◆ Exercise description: Copy out every entry that follows, without a single picture.

Image-grounded pointing data

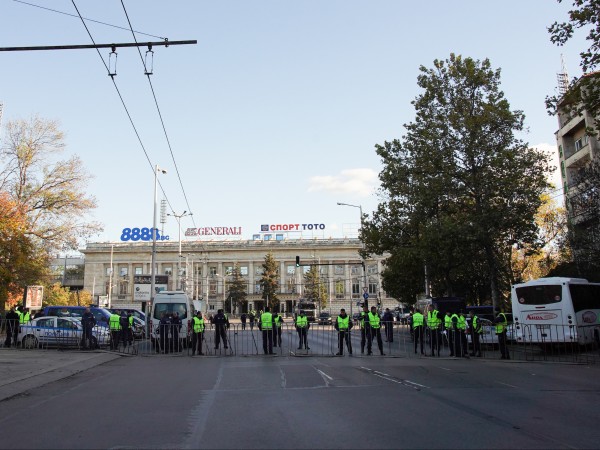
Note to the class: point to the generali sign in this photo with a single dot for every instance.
(214, 231)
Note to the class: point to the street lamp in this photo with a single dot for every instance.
(178, 217)
(153, 259)
(366, 286)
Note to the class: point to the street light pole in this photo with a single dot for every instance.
(366, 286)
(153, 258)
(178, 217)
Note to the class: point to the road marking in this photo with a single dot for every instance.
(325, 375)
(385, 376)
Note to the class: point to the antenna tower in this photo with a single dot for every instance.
(563, 77)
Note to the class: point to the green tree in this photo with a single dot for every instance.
(237, 287)
(49, 191)
(459, 189)
(269, 281)
(314, 288)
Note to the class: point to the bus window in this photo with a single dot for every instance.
(540, 294)
(585, 296)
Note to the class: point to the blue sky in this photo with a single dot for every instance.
(273, 116)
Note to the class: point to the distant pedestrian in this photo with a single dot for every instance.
(374, 331)
(164, 329)
(475, 330)
(197, 333)
(433, 327)
(278, 321)
(388, 325)
(114, 324)
(501, 327)
(343, 325)
(266, 324)
(302, 327)
(12, 328)
(221, 326)
(175, 331)
(124, 323)
(417, 324)
(88, 322)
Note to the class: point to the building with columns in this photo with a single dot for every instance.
(119, 272)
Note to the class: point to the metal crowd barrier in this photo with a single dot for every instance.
(560, 343)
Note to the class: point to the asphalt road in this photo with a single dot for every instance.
(309, 402)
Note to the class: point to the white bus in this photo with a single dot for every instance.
(556, 310)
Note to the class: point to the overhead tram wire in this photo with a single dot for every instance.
(159, 114)
(123, 103)
(85, 18)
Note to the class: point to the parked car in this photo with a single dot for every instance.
(324, 319)
(58, 332)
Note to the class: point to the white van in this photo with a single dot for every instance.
(170, 302)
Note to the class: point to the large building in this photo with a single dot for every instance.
(578, 149)
(118, 273)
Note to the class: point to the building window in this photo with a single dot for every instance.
(339, 289)
(124, 287)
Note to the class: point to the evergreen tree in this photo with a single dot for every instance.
(237, 288)
(315, 289)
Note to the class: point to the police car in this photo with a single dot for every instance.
(58, 332)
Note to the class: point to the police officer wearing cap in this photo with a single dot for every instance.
(197, 333)
(302, 327)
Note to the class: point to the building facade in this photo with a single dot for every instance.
(117, 273)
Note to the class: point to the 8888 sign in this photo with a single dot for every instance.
(141, 234)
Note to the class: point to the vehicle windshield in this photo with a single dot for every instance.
(170, 308)
(542, 294)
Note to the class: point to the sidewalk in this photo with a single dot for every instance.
(23, 370)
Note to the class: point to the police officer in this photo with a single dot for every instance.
(462, 333)
(433, 325)
(302, 327)
(374, 331)
(449, 330)
(475, 330)
(266, 324)
(197, 333)
(363, 319)
(278, 320)
(501, 326)
(221, 326)
(343, 324)
(12, 328)
(164, 329)
(417, 320)
(114, 324)
(88, 321)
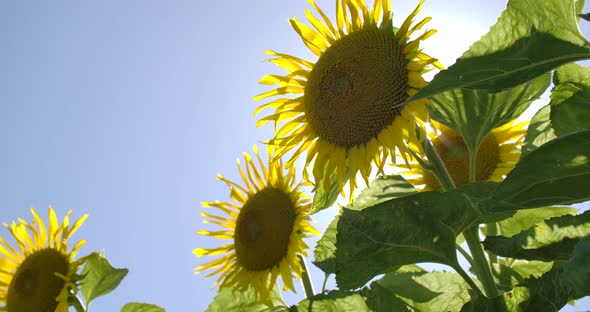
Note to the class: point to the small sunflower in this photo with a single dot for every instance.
(497, 155)
(37, 275)
(266, 225)
(348, 110)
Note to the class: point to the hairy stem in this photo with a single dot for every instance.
(481, 265)
(438, 167)
(306, 278)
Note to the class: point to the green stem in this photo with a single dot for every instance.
(465, 254)
(437, 166)
(76, 302)
(306, 278)
(472, 165)
(325, 282)
(468, 279)
(481, 264)
(492, 230)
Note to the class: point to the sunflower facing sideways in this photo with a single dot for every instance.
(265, 225)
(497, 155)
(348, 110)
(37, 275)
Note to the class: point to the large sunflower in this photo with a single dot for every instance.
(37, 275)
(497, 155)
(348, 110)
(266, 225)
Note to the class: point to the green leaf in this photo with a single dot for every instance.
(379, 190)
(576, 272)
(141, 307)
(539, 131)
(324, 198)
(382, 189)
(325, 250)
(511, 272)
(428, 291)
(380, 299)
(553, 239)
(417, 228)
(570, 99)
(556, 173)
(529, 39)
(231, 300)
(100, 278)
(473, 114)
(524, 219)
(547, 293)
(334, 301)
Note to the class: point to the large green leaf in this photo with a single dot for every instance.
(334, 301)
(100, 278)
(382, 189)
(141, 307)
(230, 300)
(428, 291)
(511, 272)
(473, 113)
(570, 99)
(556, 173)
(380, 299)
(325, 250)
(550, 240)
(539, 131)
(324, 196)
(379, 190)
(417, 228)
(576, 272)
(524, 219)
(546, 293)
(529, 39)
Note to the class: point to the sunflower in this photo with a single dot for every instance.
(348, 110)
(497, 155)
(266, 225)
(38, 275)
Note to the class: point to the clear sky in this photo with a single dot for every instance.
(127, 110)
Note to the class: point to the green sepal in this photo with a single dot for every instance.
(233, 300)
(474, 114)
(570, 99)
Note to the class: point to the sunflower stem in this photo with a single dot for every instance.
(325, 282)
(465, 254)
(306, 278)
(481, 265)
(437, 166)
(472, 165)
(76, 302)
(468, 280)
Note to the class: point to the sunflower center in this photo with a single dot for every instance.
(263, 229)
(34, 286)
(354, 90)
(455, 155)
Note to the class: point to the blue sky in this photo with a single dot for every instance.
(128, 110)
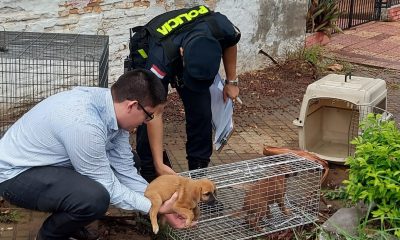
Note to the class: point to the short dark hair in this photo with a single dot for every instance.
(141, 85)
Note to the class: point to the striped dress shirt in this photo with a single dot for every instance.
(77, 129)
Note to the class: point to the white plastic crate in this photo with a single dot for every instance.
(331, 110)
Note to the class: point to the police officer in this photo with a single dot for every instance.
(200, 48)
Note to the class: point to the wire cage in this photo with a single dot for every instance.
(257, 197)
(36, 65)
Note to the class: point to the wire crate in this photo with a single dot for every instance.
(36, 65)
(257, 197)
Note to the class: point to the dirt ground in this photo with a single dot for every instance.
(290, 80)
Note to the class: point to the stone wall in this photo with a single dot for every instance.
(275, 26)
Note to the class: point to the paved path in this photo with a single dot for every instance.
(374, 43)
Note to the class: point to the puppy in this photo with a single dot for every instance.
(190, 193)
(260, 195)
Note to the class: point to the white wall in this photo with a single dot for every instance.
(272, 25)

◆ Completed task:
Note to the class: point to the generali sign in this photo with a single dot for every instance.
(214, 231)
Note to the class: point to the street lamp in this photo with a single dot for every instance.
(178, 217)
(153, 259)
(366, 286)
Note to the class: point to the street light pole in this photo with a single dot for every instance.
(366, 286)
(153, 258)
(178, 217)
Note to the class: point to the road marking in this photo with a single dot for every instance.
(325, 375)
(385, 376)
Note to the class: point to the antenna tower in this photo with a single dot for every instance.
(563, 77)
Note to the class: point to the green tree in this photo with a single dot for every instance.
(237, 287)
(49, 191)
(459, 189)
(269, 281)
(314, 288)
Note to the class: point to the bus window in this photo with a single dot for every instance.
(540, 294)
(585, 296)
Note to the class: point to the blue sky in this photo with a single dot for every instance.
(273, 116)
Note to the class: point to the distant pedestrian in this photo with a single dot for every instance.
(374, 331)
(164, 329)
(475, 330)
(197, 333)
(433, 327)
(278, 321)
(388, 325)
(114, 324)
(501, 327)
(343, 325)
(266, 324)
(302, 327)
(12, 328)
(221, 326)
(175, 331)
(124, 323)
(417, 324)
(88, 322)
Note to the class: point to the building with columns in this photo with a single dot for every instance.
(119, 272)
Note to the class: point to the metal crowd barrier in this photo with a single dot for every instance.
(560, 343)
Note to the class: point to the asphalt road in this photo with a single dot for every instance.
(309, 402)
Note to the class: point to the white bus in this photo with a single dot for every instance.
(556, 310)
Note to the class: point to the overhead tram wire in this photo with a single dot for every instance.
(159, 114)
(123, 103)
(85, 18)
Note to the class: point to the parked car in this photo with a single dot for every instance.
(324, 319)
(58, 332)
Note to the class: point to the white van in this photo with a single dot for every instance.
(170, 302)
Note to the class: point to the large building in this photo with a single dot for every instance.
(578, 149)
(118, 273)
Note to the class: point to the building window in this photo with a single dot for every instance.
(339, 289)
(124, 287)
Note to the class: point to the evergreen tree in this photo with a single dot for every instance.
(237, 288)
(315, 289)
Note to the class: point to the police car in this photo with a single dot for every instance.
(58, 332)
Note to the class: point to the police officer wearing cap in this photo with a single dot for every instance.
(197, 333)
(302, 327)
Note to the class: point to the building facade in this photo with a single dot for every instance.
(117, 273)
Note to the class: point to the 8888 sign in this photo with a single dot for every instance.
(141, 234)
Note to the class: point to the vehicle windshield in this photo with a single dot for every instance.
(170, 308)
(542, 294)
Note to the class: point to the sidewalk in this photo with a single dot for every instance.
(23, 370)
Note to the class: point to the police officer in this photo with a single dot for every instance.
(462, 333)
(433, 325)
(302, 327)
(374, 331)
(449, 330)
(475, 330)
(266, 324)
(197, 333)
(363, 319)
(278, 320)
(501, 326)
(221, 326)
(343, 324)
(12, 328)
(164, 329)
(417, 320)
(114, 324)
(88, 321)
Note to the class: point to the small sunflower in this photo with a single dot for every instance.
(497, 155)
(37, 275)
(266, 225)
(348, 110)
Note to the class: point to the hairy stem in this photo with a single dot for every instance.
(481, 265)
(438, 167)
(306, 278)
Note to the class: point to the green stem in this photo with a single dot for every instance.
(465, 254)
(437, 166)
(76, 302)
(306, 278)
(472, 165)
(325, 282)
(468, 279)
(481, 264)
(492, 230)
Note to the class: point to the sunflower facing sideways in this photo with a single dot for every instance.
(265, 225)
(497, 155)
(348, 110)
(37, 275)
Note to the class: point to the large sunflower in this photo with a single dot for every instance.
(37, 275)
(497, 155)
(348, 110)
(266, 225)
Note to the class: point to the green leaf in this photo with a single dot for every instance.
(379, 190)
(576, 272)
(141, 307)
(539, 131)
(324, 198)
(382, 189)
(325, 250)
(511, 272)
(428, 291)
(380, 299)
(553, 239)
(417, 228)
(570, 99)
(556, 173)
(529, 39)
(231, 300)
(100, 278)
(473, 114)
(524, 219)
(547, 293)
(334, 301)
Note to the class: point to the large green leaf in this photo with a single dot for every instance.
(334, 301)
(100, 278)
(382, 189)
(141, 307)
(230, 300)
(428, 291)
(511, 272)
(473, 113)
(570, 99)
(556, 173)
(380, 299)
(325, 250)
(550, 240)
(539, 131)
(324, 196)
(379, 190)
(417, 228)
(576, 272)
(524, 219)
(546, 293)
(529, 39)
Note to the class: point to the sunflower in this photo with a single dot for every instance.
(348, 110)
(497, 155)
(266, 225)
(38, 275)
Note to the class: point to the clear sky in this photo with a single dot for every instance.
(127, 110)
Note to the class: point to the green sepal in this photo with a single dot for every instance.
(233, 300)
(474, 114)
(570, 99)
Note to the class: point to the sunflower stem in this photo with a single dot for every instance.
(325, 282)
(465, 254)
(306, 278)
(481, 265)
(437, 166)
(472, 165)
(76, 302)
(468, 280)
Note to the class: point to the sunflower center in this photo with a single dot for every instance.
(263, 229)
(34, 286)
(354, 90)
(455, 155)
Note to the class: point to the blue sky in this photo with a single dot for every instance.
(128, 110)
Note to the class: point to the short dark hair in this photo with a single dot for every instance.
(141, 85)
Note to the class: point to the striped dress shirt in this photo with a single dot for every instance.
(77, 129)
Note to the class: point to the white plastic crate in this photo with a single dot for every instance.
(331, 110)
Note to the class: point to the police officer in this photo with a single dot for every instance.
(200, 48)
Note to the class: point to the wire cage in this photo with a single dot for every instance.
(257, 197)
(36, 65)
Note to the class: point to the wire crate in this photo with a single dot for every instance.
(36, 65)
(257, 197)
Note to the class: point to the dirt ground in this photo with a single dot for every instance.
(290, 80)
Note to the class: point to the stone wall in this photo with a single dot for every instance.
(275, 26)
Note to the class: point to the paved path in this photo with a single dot for every instance.
(374, 43)
Note to the class: point to the puppy in this photo with a single dot for every instance.
(190, 193)
(260, 195)
Note to the class: point to the white wall in this photo with a single dot for every instance.
(272, 25)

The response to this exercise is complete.